▸ Assignment:
What lines below include the string "field"? Pick them out and copy them.

▸ Excerpted records:
--- START ---

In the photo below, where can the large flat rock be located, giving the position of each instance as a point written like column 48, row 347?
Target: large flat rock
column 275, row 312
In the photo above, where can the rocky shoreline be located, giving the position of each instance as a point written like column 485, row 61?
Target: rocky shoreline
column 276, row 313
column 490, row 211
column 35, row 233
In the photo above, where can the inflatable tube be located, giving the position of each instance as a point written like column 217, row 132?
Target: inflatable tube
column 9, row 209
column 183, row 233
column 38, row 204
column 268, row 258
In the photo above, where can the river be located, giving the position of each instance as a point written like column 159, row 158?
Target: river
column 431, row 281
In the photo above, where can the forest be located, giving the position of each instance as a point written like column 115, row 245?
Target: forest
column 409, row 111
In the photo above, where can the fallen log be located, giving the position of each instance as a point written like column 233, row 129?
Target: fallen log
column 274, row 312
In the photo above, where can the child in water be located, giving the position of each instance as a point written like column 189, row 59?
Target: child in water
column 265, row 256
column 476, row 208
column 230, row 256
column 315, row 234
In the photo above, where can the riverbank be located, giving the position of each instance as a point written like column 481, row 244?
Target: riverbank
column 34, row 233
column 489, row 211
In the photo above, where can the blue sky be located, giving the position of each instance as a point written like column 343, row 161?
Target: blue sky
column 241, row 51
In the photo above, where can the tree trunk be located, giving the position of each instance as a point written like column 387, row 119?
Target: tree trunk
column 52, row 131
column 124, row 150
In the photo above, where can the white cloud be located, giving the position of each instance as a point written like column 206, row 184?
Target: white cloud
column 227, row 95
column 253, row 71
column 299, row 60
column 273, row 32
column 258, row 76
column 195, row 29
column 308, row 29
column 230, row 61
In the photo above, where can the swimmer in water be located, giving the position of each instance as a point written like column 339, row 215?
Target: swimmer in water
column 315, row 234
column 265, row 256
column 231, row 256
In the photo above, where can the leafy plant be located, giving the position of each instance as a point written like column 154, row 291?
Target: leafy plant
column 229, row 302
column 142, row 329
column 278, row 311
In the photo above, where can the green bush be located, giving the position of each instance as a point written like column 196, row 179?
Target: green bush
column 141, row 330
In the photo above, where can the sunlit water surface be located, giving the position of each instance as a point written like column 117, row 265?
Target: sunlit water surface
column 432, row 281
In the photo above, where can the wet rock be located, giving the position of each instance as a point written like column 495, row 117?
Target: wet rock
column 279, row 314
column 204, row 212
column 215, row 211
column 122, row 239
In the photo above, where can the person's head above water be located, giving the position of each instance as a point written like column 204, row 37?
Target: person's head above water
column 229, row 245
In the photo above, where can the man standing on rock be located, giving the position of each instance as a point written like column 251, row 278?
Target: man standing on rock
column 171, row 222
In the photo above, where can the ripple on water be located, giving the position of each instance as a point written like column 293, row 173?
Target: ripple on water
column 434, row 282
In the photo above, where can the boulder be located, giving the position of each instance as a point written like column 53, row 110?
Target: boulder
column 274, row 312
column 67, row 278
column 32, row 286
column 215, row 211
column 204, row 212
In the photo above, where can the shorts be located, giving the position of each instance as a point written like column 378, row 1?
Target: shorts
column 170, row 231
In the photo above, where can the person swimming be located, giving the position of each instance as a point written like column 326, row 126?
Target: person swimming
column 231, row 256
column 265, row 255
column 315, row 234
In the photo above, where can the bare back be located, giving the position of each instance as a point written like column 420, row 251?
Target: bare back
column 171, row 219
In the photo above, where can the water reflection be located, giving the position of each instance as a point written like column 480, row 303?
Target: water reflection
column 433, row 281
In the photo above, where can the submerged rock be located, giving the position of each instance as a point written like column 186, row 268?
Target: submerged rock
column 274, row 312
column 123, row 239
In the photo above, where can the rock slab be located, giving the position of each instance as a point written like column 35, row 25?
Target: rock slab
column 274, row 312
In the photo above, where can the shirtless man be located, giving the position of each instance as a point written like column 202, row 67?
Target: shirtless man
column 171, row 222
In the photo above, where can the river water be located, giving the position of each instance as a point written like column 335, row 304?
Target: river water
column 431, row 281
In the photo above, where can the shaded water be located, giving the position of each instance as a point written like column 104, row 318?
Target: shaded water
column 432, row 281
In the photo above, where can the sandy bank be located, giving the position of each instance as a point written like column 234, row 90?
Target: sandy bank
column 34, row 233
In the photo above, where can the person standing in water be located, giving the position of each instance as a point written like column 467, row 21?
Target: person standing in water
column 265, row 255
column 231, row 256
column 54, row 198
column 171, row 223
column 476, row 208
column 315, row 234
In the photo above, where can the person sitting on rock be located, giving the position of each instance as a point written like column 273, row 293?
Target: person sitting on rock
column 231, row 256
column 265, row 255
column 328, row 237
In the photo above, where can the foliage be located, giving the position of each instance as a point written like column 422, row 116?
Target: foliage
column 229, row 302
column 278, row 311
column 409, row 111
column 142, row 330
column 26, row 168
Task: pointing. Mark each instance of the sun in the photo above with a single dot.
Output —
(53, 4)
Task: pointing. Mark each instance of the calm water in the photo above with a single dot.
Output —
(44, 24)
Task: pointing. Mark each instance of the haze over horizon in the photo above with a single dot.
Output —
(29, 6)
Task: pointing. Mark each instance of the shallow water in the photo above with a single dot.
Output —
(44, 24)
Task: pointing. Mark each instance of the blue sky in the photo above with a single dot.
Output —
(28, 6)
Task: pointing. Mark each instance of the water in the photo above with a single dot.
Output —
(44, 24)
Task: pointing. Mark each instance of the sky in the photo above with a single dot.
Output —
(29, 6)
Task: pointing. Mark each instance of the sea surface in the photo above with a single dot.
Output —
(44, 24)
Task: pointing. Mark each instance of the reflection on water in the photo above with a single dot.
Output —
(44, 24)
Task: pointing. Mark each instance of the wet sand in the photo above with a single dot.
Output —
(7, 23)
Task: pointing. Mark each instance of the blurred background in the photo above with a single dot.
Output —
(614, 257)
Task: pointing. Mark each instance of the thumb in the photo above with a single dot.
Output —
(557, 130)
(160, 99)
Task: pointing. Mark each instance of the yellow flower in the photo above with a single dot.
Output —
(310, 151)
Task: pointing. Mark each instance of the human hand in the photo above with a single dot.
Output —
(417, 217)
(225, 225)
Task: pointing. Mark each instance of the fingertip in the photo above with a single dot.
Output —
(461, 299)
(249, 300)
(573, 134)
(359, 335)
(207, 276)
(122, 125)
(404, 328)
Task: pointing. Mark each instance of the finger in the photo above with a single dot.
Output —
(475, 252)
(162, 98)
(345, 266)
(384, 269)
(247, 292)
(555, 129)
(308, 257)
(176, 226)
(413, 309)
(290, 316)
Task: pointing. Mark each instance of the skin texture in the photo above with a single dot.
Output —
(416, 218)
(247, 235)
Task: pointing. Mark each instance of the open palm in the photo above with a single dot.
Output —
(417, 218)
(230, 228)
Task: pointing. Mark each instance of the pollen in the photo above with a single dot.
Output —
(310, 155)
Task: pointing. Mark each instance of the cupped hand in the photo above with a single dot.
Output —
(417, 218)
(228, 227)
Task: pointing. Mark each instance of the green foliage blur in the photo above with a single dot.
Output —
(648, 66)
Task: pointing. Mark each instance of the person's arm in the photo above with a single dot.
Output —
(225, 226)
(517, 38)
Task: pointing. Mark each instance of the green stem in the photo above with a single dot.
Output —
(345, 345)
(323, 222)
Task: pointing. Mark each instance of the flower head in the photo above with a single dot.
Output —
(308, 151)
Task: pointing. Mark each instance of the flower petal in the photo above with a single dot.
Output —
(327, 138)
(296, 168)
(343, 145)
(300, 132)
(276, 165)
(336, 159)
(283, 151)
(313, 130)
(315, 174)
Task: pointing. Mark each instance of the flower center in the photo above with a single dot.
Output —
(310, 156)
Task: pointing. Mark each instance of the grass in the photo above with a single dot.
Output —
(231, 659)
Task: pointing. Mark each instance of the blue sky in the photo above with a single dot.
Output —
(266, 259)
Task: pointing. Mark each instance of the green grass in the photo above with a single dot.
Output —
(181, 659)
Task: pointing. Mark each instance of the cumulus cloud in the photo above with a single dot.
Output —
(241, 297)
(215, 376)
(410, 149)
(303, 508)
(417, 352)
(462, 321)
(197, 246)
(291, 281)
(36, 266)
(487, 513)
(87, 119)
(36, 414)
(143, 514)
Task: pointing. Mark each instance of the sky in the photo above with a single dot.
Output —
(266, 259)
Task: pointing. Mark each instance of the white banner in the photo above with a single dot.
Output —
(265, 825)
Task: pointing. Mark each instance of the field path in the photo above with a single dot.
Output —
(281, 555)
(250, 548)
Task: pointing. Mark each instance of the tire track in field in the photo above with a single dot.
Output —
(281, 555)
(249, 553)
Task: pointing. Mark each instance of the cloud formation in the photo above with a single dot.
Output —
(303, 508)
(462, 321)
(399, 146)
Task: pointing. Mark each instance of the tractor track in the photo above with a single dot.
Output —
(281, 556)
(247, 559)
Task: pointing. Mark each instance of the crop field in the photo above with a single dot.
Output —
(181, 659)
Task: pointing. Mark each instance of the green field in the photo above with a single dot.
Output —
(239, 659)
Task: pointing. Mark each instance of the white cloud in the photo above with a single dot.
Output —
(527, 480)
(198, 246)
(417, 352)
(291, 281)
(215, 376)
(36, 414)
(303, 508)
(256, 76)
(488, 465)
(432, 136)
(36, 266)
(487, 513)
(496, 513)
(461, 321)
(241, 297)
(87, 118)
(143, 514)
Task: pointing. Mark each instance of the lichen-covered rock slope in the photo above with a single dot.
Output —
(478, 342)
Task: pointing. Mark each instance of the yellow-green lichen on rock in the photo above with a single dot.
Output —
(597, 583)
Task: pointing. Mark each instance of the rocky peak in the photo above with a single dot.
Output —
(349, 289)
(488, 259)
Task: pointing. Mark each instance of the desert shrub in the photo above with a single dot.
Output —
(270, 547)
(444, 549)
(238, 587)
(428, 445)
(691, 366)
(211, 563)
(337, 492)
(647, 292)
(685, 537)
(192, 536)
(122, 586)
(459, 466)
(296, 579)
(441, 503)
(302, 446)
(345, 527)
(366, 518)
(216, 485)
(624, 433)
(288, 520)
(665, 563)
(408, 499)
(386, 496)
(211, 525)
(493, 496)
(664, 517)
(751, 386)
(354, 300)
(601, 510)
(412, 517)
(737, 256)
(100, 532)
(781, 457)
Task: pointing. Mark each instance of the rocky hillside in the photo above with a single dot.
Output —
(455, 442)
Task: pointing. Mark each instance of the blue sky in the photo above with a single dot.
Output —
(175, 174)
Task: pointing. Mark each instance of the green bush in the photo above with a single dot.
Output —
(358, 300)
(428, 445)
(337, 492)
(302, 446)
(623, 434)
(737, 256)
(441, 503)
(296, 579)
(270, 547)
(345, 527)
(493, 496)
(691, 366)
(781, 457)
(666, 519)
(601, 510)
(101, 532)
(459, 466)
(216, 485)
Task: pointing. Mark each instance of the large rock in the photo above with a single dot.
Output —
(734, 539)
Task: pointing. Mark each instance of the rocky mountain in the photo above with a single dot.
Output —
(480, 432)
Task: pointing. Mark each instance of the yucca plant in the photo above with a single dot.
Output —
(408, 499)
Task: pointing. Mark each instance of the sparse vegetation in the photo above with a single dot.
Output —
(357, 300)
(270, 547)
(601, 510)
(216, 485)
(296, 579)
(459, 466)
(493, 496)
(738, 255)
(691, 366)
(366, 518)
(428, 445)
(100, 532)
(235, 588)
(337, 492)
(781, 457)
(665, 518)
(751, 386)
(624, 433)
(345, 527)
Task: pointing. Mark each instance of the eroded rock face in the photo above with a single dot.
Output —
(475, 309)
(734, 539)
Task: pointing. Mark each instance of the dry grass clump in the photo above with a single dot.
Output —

--- END ---

▸ Answer to this problem:
Task: pointing. Mark each instance of the field path in the photo above with a single dot.
Task: pointing. Mark each instance of the tire track in field in the photo above with a single dot.
Task: pointing. Mark each instance of the crop field in the photo above with a single dot.
Task: pointing. Mark each instance of the green field in the photo above with a single dot.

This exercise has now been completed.